### Письменное задание 1:
Перепечатайте без изменений строки записей между строкой, содержащей «the bird's tail», и строкой, содержащей «153 421 1118 763», включительно.

### Фрагмент текста:

-=-=-=-=-

Если начать, как ты предлагаешь, с Раскольникова (Александр Поламишев), то в сегодняшнем спектакле для меня его… нет. Поразительно, но он кажется тенью, бледным отсветом практически всех, кто рядом. С первого появления до финала. Несмотря на обилие текста. Может быть — решение? Герой и его сестра принципиально не важны постановщику, он нивелирует их. Поламишев в этом черно-белом роскошном дизайн-пространстве не хозяин. Гость. Ни одну из хрестоматийных яростных дум Раскольникова в нынешнем исполнении и не вспомнить по окончании… Как он с ними, думами, уживался пять часов? Как двигался? Куда, на кого смотрел? С каким выражением лица? С какой переменой этого выражения? Без признаков харизмы, благородных черт молодой человек. На втором спектакле не случилось заметить и нервического блеска глаз… равно как и мучительных раздумий. Ок. И тогда история не про него. Про кого? На мой взгляд, есть здесь главный герой.

Свидригайлов.

Или мне пригрезилось? Самая ли крупная Аркадий Иванович бусина в четках Виднянского? Так нанизано? Сам он говорит, что ставит «о свободе и о вере — в первую очередь. Утрата веры. Мир потихоньку стал атеистом и от этого не сделался счастливым. Не нашел утешающих ответов на самые существенные вопросы». Вписывается ли в это несложное размышление (с чего вдруг ответы должны быть утешающими?!) невероятная по объему фигура Свидригайлова (оставим знакомый трафарет: грубый сладострастник/ развратник-педофил/подлец и циник)? Не знаю. Едва ли.

-=-=-=-=-

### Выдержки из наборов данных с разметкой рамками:
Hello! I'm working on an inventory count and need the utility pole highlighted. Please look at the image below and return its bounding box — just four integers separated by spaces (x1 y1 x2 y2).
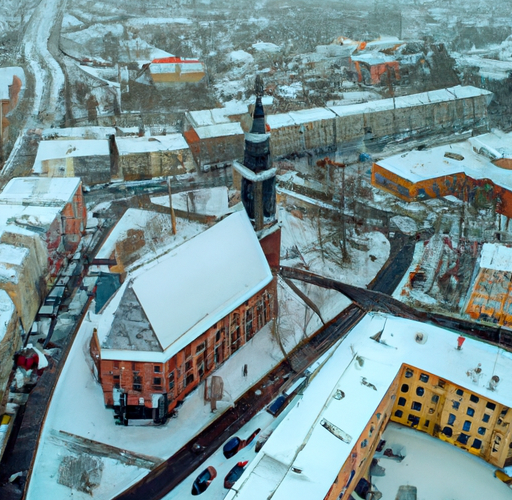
167 176 176 234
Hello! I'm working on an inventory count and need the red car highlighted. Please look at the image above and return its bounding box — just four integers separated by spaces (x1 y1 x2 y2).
224 460 248 490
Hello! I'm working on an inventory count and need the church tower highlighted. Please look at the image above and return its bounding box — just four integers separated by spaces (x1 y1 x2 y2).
233 75 276 231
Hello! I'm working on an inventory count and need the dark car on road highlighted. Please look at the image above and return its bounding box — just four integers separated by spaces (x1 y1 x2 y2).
222 429 261 458
224 460 248 490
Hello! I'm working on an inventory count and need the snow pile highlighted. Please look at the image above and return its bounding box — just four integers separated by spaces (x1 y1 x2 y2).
252 42 281 54
390 215 418 235
228 50 254 64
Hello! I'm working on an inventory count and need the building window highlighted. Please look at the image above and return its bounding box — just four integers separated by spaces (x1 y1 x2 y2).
133 372 142 391
183 373 194 388
471 438 482 450
229 313 242 353
245 307 254 341
457 433 469 444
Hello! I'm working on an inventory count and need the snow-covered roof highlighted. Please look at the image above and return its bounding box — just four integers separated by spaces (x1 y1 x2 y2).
0 204 62 232
96 208 202 259
226 314 512 500
195 123 244 139
43 127 116 139
0 243 29 266
267 86 492 129
0 177 81 206
151 186 229 216
480 243 512 271
0 289 16 342
187 101 248 127
352 52 396 66
377 133 512 189
329 85 493 117
34 139 109 164
0 66 25 100
267 108 336 129
100 212 272 362
116 134 189 156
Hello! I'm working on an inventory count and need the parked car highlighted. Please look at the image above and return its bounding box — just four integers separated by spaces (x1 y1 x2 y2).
222 429 261 458
192 466 217 495
224 460 248 490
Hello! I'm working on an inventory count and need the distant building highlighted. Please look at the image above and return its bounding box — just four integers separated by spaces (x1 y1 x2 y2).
350 52 400 85
465 243 512 329
32 139 111 185
226 314 512 500
267 85 492 157
149 57 206 83
112 134 196 181
183 122 244 172
91 212 276 423
372 131 512 217
0 292 21 416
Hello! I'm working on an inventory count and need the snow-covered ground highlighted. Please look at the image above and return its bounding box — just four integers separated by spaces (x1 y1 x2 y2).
27 193 389 500
372 423 512 500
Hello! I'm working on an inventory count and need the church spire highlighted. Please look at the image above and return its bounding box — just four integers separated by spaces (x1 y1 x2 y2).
234 75 276 231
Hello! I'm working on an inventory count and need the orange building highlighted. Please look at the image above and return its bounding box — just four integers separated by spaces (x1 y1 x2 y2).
149 57 206 83
0 67 25 161
91 212 277 424
466 243 512 329
0 177 87 278
226 313 512 500
350 52 400 85
372 131 512 217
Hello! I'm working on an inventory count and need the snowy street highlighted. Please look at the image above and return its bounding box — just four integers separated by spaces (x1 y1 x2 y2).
23 0 66 127
372 422 512 500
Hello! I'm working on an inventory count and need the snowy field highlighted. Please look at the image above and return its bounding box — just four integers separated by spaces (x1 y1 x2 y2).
372 422 512 500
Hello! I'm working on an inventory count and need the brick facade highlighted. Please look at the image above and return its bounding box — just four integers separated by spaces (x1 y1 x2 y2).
91 279 277 412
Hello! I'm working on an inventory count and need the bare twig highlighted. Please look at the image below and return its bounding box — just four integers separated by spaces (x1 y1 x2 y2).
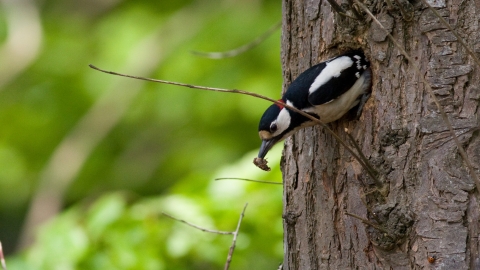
345 212 390 234
89 64 379 185
224 203 248 270
0 241 7 270
354 0 480 192
422 0 480 67
162 212 235 234
192 22 282 59
215 177 282 185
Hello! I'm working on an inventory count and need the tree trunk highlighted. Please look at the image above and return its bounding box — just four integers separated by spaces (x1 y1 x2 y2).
282 0 480 270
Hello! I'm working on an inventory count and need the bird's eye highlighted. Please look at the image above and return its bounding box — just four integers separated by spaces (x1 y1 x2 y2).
270 123 277 133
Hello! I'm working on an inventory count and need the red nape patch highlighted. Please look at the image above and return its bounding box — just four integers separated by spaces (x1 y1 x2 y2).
275 99 285 110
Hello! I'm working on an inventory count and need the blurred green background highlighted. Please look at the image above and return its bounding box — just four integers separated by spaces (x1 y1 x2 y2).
0 0 283 269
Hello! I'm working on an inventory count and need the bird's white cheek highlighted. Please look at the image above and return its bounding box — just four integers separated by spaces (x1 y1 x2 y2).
274 109 291 136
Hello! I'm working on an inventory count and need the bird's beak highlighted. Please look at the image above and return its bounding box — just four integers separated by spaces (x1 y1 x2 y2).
258 138 278 159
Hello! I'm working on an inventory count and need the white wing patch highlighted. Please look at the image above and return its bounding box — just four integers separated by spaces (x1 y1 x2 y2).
308 56 353 94
273 100 295 136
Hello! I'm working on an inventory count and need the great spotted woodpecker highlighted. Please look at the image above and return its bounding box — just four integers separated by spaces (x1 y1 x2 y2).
254 51 371 161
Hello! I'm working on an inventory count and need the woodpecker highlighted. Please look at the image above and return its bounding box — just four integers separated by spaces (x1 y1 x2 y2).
254 51 372 163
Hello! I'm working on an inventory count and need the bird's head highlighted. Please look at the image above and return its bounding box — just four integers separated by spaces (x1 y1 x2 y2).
258 100 293 159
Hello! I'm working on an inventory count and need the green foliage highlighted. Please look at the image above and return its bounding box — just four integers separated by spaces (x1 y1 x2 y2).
0 0 283 269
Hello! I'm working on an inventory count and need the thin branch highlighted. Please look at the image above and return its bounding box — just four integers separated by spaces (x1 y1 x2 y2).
224 203 248 270
354 0 480 192
161 212 235 235
422 0 480 67
345 212 390 234
215 177 283 185
192 22 282 59
89 64 378 185
0 241 7 270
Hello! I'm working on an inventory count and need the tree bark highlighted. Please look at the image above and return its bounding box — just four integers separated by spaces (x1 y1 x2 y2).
282 0 480 269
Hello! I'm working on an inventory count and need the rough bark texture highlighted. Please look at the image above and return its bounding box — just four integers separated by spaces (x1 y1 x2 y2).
282 0 480 269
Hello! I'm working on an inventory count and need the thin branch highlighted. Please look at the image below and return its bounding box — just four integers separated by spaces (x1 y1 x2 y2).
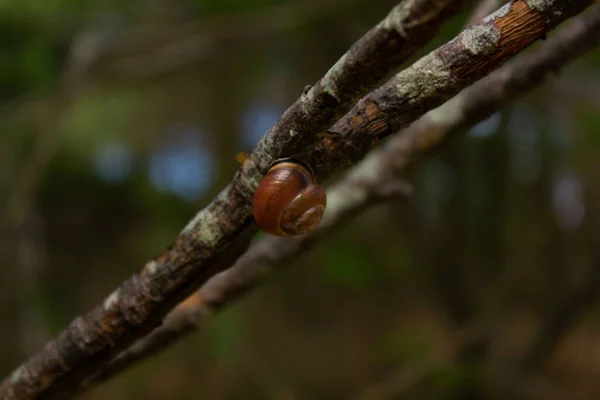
93 0 365 81
465 0 506 26
0 0 591 399
0 0 474 399
76 6 600 392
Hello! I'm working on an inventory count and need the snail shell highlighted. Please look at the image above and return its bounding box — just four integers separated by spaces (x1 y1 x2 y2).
252 159 327 236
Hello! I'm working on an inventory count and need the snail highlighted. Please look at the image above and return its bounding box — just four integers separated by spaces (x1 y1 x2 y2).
252 158 327 236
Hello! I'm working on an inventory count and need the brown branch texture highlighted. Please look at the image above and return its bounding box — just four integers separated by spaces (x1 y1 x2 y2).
0 0 592 399
81 1 600 396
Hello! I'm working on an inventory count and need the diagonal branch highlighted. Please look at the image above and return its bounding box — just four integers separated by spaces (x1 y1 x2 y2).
0 0 592 400
77 6 600 392
0 0 474 399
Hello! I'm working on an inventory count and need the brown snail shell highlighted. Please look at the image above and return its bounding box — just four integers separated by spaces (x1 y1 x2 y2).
252 159 327 236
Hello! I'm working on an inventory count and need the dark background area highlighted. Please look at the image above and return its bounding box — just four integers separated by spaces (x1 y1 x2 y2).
0 0 600 400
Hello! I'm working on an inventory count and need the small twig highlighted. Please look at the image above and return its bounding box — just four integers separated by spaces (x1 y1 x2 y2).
0 0 591 400
0 0 474 400
76 7 600 394
465 0 506 26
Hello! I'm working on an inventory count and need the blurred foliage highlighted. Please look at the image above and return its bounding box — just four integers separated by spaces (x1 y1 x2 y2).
0 0 600 400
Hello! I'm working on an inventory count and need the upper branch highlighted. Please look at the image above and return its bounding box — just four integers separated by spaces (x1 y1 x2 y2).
0 0 592 399
77 6 600 394
0 0 466 399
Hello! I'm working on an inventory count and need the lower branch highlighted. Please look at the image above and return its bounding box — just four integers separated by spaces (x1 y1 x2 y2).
77 6 600 394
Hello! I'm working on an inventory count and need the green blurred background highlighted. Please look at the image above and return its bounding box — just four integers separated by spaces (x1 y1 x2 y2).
0 0 600 400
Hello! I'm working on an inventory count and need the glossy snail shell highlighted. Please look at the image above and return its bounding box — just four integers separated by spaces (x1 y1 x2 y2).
252 159 327 236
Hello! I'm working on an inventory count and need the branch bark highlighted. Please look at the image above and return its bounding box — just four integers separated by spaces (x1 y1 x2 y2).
0 0 591 399
0 0 592 399
0 0 474 399
77 6 600 394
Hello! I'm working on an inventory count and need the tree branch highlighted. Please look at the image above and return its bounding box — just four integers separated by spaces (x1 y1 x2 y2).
0 0 591 399
77 6 600 394
0 0 474 399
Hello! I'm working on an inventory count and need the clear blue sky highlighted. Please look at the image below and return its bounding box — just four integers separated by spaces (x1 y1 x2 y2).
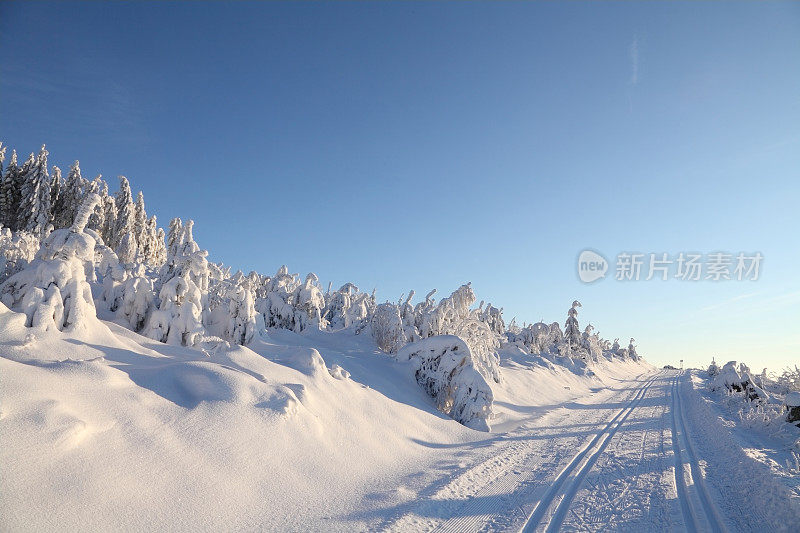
0 2 800 368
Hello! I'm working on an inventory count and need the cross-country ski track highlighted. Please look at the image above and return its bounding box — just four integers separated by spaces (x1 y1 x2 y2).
378 370 798 532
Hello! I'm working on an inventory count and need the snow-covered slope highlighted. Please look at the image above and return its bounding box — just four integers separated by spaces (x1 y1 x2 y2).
0 309 650 531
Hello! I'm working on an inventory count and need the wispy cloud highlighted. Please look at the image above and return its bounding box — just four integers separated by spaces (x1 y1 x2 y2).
628 35 639 85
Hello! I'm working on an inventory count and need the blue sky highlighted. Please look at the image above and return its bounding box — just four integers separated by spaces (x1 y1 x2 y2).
0 2 800 369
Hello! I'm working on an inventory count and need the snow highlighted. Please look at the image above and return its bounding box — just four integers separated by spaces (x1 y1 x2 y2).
784 391 800 407
0 139 800 531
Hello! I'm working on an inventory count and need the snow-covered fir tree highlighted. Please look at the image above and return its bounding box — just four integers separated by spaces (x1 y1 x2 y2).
108 176 139 263
564 300 581 351
16 146 51 235
0 150 22 230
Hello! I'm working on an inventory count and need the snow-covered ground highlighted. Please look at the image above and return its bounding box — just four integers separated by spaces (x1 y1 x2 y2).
0 311 800 531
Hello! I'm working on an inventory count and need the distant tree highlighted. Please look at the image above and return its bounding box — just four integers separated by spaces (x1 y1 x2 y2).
50 166 61 228
0 150 22 230
109 176 139 256
133 191 148 262
53 161 87 228
564 300 581 351
100 182 117 244
17 145 51 236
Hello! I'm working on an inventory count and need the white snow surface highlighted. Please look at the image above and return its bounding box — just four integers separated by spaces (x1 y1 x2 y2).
0 312 798 531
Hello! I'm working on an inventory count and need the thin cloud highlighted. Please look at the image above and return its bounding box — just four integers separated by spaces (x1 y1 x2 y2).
628 35 639 85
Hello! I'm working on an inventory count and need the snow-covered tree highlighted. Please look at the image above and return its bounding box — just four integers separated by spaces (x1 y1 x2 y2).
144 220 210 346
370 302 407 353
53 161 87 229
0 150 22 230
107 176 139 256
100 181 117 244
0 191 99 330
396 338 494 431
564 300 581 350
50 166 61 228
292 272 325 333
0 226 40 283
628 337 640 361
17 146 51 235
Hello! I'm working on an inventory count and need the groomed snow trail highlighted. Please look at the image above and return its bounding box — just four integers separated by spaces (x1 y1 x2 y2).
380 371 797 532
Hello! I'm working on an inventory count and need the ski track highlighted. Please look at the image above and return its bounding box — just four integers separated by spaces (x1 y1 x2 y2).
380 370 655 531
522 376 658 533
380 371 791 533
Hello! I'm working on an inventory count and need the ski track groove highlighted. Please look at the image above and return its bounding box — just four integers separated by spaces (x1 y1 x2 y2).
670 375 698 532
672 372 727 533
522 373 661 533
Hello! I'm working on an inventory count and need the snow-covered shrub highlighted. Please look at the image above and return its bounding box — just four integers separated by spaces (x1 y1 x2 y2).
418 283 501 383
143 220 210 346
370 302 406 353
783 391 800 426
323 283 374 331
291 273 325 333
711 361 769 400
256 265 299 329
708 359 719 378
581 324 603 361
0 226 40 283
396 336 494 431
204 272 264 345
0 195 100 330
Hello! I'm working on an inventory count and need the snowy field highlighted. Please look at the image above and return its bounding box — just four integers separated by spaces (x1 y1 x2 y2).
0 311 800 531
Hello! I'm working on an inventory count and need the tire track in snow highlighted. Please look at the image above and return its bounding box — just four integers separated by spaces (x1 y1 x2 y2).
522 373 661 533
670 375 697 532
560 375 674 532
672 372 727 533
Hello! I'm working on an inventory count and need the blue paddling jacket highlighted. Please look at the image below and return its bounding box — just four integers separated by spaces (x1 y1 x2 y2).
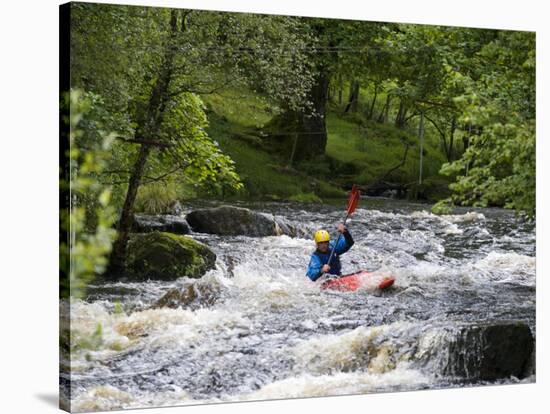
306 230 354 281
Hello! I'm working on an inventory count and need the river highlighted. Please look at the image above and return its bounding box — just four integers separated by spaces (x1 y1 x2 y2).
60 199 536 411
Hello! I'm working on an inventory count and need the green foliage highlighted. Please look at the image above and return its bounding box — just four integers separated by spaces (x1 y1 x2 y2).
134 182 178 214
60 90 115 297
432 199 453 215
288 193 323 204
442 32 536 216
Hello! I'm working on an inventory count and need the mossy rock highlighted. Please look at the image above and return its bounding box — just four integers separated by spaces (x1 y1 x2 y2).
126 231 216 280
186 206 279 237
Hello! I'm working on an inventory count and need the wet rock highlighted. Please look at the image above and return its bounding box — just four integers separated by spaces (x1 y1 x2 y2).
186 206 297 237
132 214 190 234
420 322 534 381
127 231 216 280
152 283 220 309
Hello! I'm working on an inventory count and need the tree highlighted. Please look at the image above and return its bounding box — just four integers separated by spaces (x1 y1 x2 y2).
442 31 536 216
73 4 311 272
60 90 116 298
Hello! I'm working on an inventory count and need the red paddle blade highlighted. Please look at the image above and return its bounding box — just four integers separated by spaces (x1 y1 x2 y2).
348 184 361 216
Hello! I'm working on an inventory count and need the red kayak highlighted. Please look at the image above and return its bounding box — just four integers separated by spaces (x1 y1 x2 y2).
321 270 395 292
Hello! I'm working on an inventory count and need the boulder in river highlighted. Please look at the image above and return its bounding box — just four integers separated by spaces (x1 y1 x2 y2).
186 206 304 237
127 231 216 280
133 214 189 234
418 321 534 381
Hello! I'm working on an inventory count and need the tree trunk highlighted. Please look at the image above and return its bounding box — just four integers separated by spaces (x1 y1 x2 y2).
377 95 391 124
448 117 456 162
395 99 407 128
109 10 178 273
368 82 378 119
344 80 359 113
267 71 329 162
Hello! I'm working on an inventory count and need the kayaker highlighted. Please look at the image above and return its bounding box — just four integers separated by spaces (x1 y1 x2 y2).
306 223 354 281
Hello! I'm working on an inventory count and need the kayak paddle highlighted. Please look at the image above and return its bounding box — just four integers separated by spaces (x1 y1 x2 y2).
327 184 361 266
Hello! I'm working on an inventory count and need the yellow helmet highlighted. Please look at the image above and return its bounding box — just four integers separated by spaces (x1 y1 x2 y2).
315 230 330 243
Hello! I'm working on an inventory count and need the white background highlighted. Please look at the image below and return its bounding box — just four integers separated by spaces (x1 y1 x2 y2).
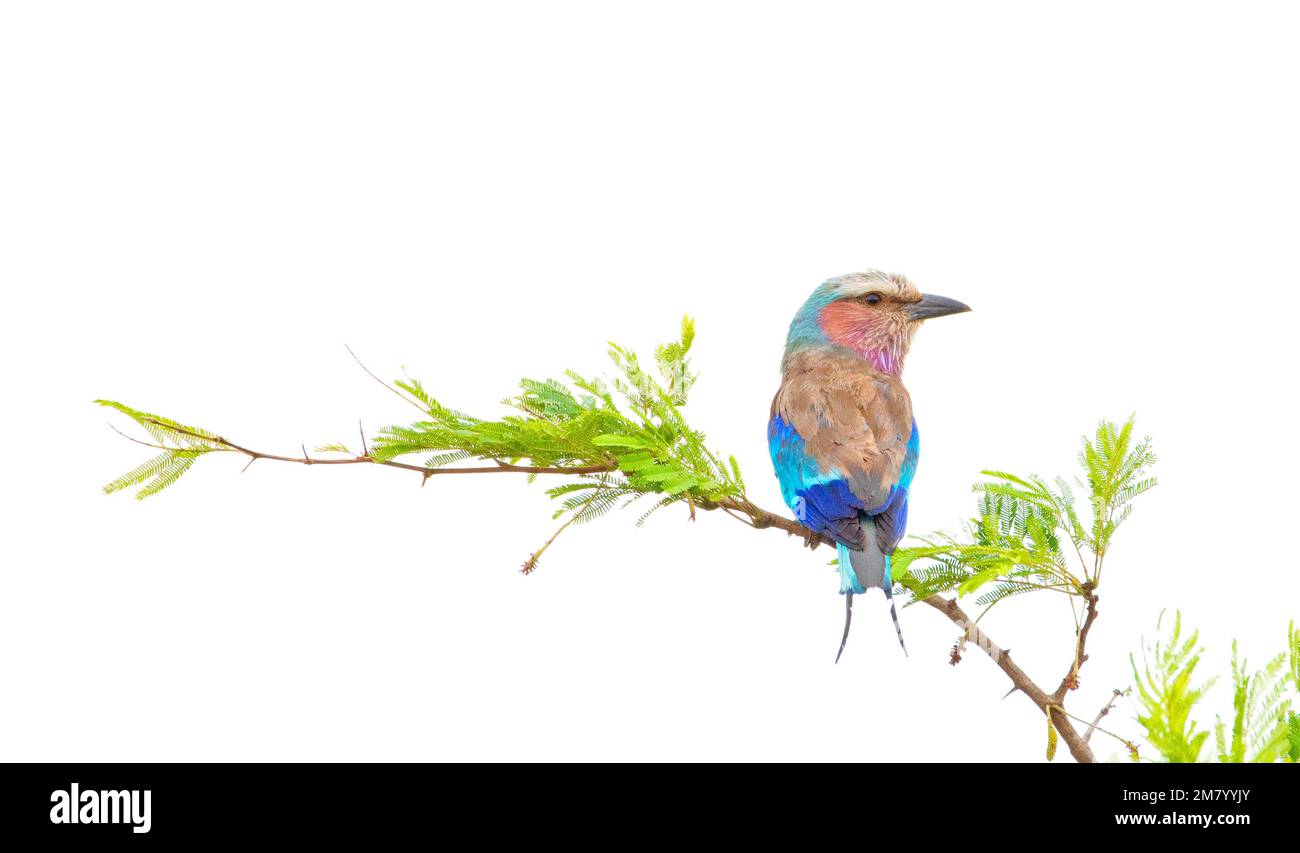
0 3 1300 761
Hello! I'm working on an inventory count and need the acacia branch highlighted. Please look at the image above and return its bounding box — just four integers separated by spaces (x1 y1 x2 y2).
144 417 618 480
131 419 1100 763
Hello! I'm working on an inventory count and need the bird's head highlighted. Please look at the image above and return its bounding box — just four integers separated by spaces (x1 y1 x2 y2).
785 269 970 376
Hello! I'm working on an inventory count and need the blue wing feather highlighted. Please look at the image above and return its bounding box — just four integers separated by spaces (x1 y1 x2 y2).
767 415 920 553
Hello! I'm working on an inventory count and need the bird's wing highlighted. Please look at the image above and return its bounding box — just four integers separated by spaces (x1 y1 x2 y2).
768 360 913 547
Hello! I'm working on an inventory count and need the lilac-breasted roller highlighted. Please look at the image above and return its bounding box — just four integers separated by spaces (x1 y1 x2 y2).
767 270 970 661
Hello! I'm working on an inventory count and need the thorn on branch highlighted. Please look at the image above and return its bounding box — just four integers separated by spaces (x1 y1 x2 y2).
948 636 966 666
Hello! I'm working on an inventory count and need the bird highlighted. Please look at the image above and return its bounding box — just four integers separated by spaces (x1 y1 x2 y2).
767 269 970 663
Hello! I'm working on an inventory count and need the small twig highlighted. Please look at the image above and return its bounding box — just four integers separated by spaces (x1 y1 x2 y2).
108 423 174 450
1083 688 1128 742
343 343 429 415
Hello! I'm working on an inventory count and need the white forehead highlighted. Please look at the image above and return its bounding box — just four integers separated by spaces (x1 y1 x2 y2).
823 269 920 299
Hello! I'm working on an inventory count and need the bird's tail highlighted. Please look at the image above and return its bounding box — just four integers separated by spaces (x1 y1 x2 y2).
835 541 907 662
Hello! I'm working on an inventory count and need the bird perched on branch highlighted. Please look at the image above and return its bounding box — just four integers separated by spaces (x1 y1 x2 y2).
767 270 970 662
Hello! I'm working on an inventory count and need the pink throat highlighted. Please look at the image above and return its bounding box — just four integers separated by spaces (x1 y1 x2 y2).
819 302 907 376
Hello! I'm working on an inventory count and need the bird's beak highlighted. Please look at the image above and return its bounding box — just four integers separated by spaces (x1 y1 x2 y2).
907 294 971 320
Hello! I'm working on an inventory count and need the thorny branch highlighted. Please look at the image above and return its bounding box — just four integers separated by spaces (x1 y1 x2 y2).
153 421 1118 763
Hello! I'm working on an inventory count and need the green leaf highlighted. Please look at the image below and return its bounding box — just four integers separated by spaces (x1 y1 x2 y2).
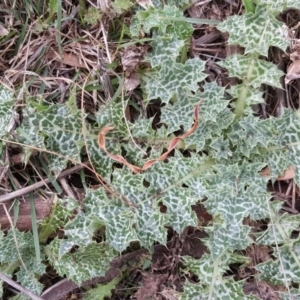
130 5 194 40
111 0 133 14
46 239 117 285
183 251 246 286
259 0 300 14
84 276 122 300
204 221 253 258
256 211 300 246
203 163 270 226
84 188 137 252
218 55 284 88
180 279 257 300
20 102 84 172
0 229 46 294
255 239 300 286
145 58 207 103
39 197 78 242
0 86 16 138
262 109 300 185
161 82 229 133
217 5 289 56
146 36 184 68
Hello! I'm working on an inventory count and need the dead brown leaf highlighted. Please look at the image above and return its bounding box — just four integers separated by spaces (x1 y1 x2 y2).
0 24 9 36
98 99 203 173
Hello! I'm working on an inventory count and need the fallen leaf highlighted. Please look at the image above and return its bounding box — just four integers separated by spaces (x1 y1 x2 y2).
0 24 9 36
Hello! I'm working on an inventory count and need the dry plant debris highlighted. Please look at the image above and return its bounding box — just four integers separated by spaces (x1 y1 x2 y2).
0 0 300 300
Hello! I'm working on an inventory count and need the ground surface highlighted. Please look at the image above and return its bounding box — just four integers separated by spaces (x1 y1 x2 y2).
0 0 300 300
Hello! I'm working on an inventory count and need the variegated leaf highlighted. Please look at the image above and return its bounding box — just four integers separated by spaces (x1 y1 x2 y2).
218 55 284 88
46 239 117 285
145 58 207 103
217 5 289 56
130 5 194 40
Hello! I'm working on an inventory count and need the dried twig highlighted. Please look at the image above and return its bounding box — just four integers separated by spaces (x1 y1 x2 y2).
0 162 89 203
0 272 43 300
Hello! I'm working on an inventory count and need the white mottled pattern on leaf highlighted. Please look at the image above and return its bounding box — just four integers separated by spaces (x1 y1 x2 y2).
226 84 265 115
145 58 207 103
183 252 239 285
46 239 117 285
204 221 253 258
229 115 279 150
218 55 284 88
262 109 300 185
184 108 235 152
20 103 84 172
84 188 137 252
146 36 184 68
217 5 289 56
60 212 94 251
180 279 257 300
161 82 229 133
130 5 194 40
87 138 117 182
0 86 15 137
96 100 128 137
136 203 168 248
255 238 300 284
0 229 46 294
259 0 300 13
256 211 300 246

-=-=-=-=-

### Письменное задание 2:
Какой актер исполняет роль Раскольникова, согласно фрагменту текста?

### Правильный ответ 1:
Hello! I'm working on an inventory count and need the bird's tail highlighted. Please look at the image above and return its bounding box — just four integers separated by spaces (x1 y1 x2 y2).
835 541 907 662
Hello! I'm working on an inventory count and need the bird perched on branch highlighted. Please look at the image above and return its bounding box — just four integers separated by spaces (x1 y1 x2 y2).
767 270 970 662
Hello! I'm working on an inventory count and need the pink throat highlighted. Please look at the image above and return its bounding box — just four integers separated by spaces (x1 y1 x2 y2).
819 302 907 376
Hello! I'm working on an inventory count and need the bird's beak highlighted. Please look at the image above and return its bounding box — just four integers separated by spaces (x1 y1 x2 y2).
907 294 971 320
Hello! I'm working on an inventory count and need the thorny branch highlighted. Please look at the image above and return its bounding box — just four integers separated by spaces (x1 y1 x2 y2).
153 421 1118 763

### Правильный ответ 2:
Александр Поламишев.